[start EXCERPT TO READ]
Covered Bonds Can Rebuild America
American Infrastructure Initiative, Economic Growth Program, Global Strategic Finance Initiative
Monday's embrace of covered bonds by U.S. Treasury Secretary Henry Paulson
and senior representatives of the Fed, the Federal Deposit Insurance Corp. and
the country's largest banks to help thaw the U.S. mortgage market is a laudable
step, appealing to market proponents and skeptics alike. Introducing covered
bonds to the U.S.
is a great idea. In fact, covered bonds can help more than just the mortgage
market.
At its most basic, a covered bond is a bond issued by a bank and backed by a
dedicated group of loans kept on the issuing bank's balance sheet. While the
introduction of covered bonds in the U.S. is not a magic bullet, covered
bonds may be more than just a way to restart the mortgage market. They may also
help unlock sorely lacking investment for U.S. infrastructure.
[end EXCERPT TO READ]
[start RECORDED INFORMATION]
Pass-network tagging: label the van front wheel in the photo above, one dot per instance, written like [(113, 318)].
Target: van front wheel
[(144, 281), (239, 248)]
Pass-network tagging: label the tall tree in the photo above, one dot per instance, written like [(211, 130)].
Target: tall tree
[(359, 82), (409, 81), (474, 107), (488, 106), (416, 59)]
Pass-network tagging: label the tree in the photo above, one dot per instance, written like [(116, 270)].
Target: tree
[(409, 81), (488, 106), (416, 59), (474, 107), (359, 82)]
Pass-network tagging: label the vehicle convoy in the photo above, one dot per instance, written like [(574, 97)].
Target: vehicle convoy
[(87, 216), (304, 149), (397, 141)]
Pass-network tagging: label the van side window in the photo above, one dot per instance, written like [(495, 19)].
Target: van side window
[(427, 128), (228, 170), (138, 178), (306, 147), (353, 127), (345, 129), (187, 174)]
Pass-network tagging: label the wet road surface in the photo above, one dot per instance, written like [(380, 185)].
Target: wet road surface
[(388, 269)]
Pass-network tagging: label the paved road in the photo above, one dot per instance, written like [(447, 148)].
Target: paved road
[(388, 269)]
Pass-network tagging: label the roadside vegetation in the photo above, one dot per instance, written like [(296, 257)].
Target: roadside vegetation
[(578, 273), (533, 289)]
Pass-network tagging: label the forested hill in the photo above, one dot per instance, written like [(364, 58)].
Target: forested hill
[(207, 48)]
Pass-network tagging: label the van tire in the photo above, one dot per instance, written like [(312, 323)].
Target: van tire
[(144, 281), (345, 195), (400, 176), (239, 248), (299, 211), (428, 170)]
[end RECORDED INFORMATION]
[start RECORDED INFORMATION]
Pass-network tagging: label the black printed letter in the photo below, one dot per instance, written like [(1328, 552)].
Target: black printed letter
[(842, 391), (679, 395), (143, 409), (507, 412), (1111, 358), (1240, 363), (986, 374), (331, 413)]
[end RECORDED INFORMATION]
WHAT YOU SHOULD DO ->
Carry on the article about covered bonds and U.S. infrastructure, starting right after its last sentence and keeping its tone.

ANSWER TO THE PROBLEM ->
Covered bonds are, for the U.S. at least, a long time coming. They've existed in Europe for centuries and are a mainstay of the global capital markets landscape. While few in the U.S. have heard of them, the market for covered bonds in Europe is well established, large and an important tool for banks to fund themselves. By pooling together lots of smaller loans into a larger bond, which is then sold to investors, a covered bond is large and liquid enough to generate interest from large investment funds.
Crucially, unlike the way banks securitized and sold mortgages in the U.S., the underlying loans for a covered bond stay on the bank's balance sheet. This leaves less risk that the bank will ignore prudent lending standards. The loans that "cover" the bond are also highly regulated. They are monitored by independent third parties and must be of high quality. Any deteriorating loans in the cover pool must be replaced with stronger ones. If something goes wrong, covered bond holders have both the bank and the underlying collateral to protect their investment.
But Paulson's effort to introduce covered bonds backed by mortgages leaves a very real opportunity on the table. An entire market for covered bonds backed by public sector debt thrives in Europe alongside its sister mortgage-backed equivalent. In Europe, public sector covered bonds are a centerpiece of infrastructure finance and an important investment vehicle for global investment funds and central banks.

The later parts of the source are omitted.